Objective:
Reproduce the material below, substituting "retail analytics" for every occurrence of "traffic operations" and leaving everything else unchanged.

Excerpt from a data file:

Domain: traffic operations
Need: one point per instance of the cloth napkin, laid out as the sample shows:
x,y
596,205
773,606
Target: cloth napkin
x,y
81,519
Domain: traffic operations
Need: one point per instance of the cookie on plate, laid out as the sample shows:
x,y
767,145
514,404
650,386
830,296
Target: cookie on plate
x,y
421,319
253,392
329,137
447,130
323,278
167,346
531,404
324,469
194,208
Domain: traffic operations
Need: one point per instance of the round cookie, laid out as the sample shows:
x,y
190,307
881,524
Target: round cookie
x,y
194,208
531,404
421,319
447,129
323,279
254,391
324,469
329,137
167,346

The solution:
Domain: retail analytics
Need: one point per instance of the cloth napkin, laid out as the sample shows:
x,y
596,205
773,606
Target: cloth napkin
x,y
81,519
Domain: retail analytics
Need: one point per instance of the cookie on plate, laid out as the sample shows:
x,y
767,145
514,404
650,386
830,296
Target: cookie on plate
x,y
421,319
253,392
329,137
447,130
323,278
167,346
531,404
324,469
194,208
Domain: retail analytics
Need: one point per instance of the round cookie, laid out as the sample shows:
x,y
190,307
881,524
Target: round cookie
x,y
194,208
531,404
421,319
447,129
323,279
254,391
324,469
329,137
167,346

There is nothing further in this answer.